> _Tarefa proposta 1_
Reproduza sem nenhuma alteração as linhas dos registros que vão da linha com "Practice. Place a marker on each instance of the blue" até a linha com "x=422 y=104", incluindo essas duas.

> _Trecho do texto_
....

Esta passagem sempre me vem à cabeça, quando penso que as coisas nem sempre acontecem como é nossa ideia ou desejo. Assim, quando queremos algo, não o temos; quando ele chega às nossas mãos, já não podemos ou não o desejamos mais. Quase sempre falta sincronismo entre nossos desejos e nossas posses.
André Gide já chamava a atenção para isso, ao dizer: Espera tudo que vem a ti, mas não desejes senão o que vem a ti. Não desejes senão o que tens.
Pode parecer (e é) uma banalidade isto que estou a dizer, mas assim é a vida, feita quase só de banalidades. Por que não damos valor ao trivial, ao comum, nossas vidas ficam quase sem sentido, vazias, já que quase nada têm de extraordinário. O que importa, então, é que a felicidade seja colocada nas coisas que estão bem pertinho da gente.

....

> _Registros fornecidos_

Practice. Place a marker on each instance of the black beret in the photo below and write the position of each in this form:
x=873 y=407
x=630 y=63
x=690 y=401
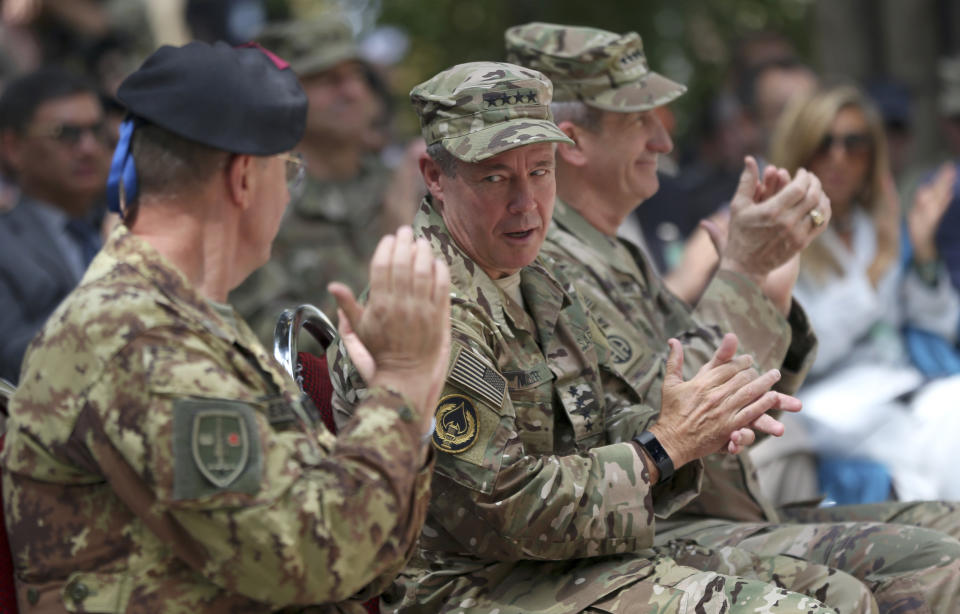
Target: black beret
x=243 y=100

....

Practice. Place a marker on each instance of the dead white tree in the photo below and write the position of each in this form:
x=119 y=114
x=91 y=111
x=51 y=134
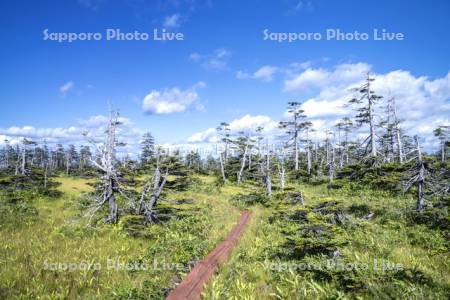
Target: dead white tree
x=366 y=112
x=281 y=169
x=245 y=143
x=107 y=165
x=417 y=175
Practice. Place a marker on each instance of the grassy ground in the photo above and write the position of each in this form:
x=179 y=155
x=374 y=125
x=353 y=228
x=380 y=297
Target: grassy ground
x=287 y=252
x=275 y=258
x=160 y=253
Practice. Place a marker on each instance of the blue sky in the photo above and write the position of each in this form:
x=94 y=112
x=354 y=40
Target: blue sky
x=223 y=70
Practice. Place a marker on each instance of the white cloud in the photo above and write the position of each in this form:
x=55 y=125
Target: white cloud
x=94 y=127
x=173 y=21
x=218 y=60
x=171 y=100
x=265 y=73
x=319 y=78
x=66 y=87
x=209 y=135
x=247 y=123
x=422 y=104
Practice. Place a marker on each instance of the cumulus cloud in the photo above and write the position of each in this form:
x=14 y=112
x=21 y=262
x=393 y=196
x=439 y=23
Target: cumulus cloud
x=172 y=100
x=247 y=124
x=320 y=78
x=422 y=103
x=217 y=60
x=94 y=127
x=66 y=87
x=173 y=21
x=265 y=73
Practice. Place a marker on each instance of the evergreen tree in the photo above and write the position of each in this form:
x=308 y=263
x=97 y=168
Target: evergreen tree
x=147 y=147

....

> _Tarefa proposta 2_
No texto sobre desejos e felicidade, escreva de novo o trecho de "Pode parecer (e" a "pertinho da gente.", trocando "felicidade" por "alegria".

> _Resposta completa 1_
Practice. Place a marker on each instance of the blue sky in the photo above and write the position of each in this form:
x=94 y=112
x=354 y=40
Target: blue sky
x=223 y=70
Practice. Place a marker on each instance of the white cloud in the photo above and write the position of each in this form:
x=55 y=125
Target: white cloud
x=94 y=127
x=173 y=21
x=218 y=60
x=171 y=100
x=265 y=73
x=319 y=78
x=66 y=87
x=209 y=135
x=247 y=123
x=422 y=104

> _Resposta completa 2_
Pode parecer (e é) uma banalidade isto que estou a dizer, mas assim é a vida, feita quase só de banalidades. Por que não damos valor ao trivial, ao comum, nossas vidas ficam quase sem sentido, vazias, já que quase nada têm de extraordinário. O que importa, então, é que a alegria seja colocada nas coisas que estão bem pertinho da gente.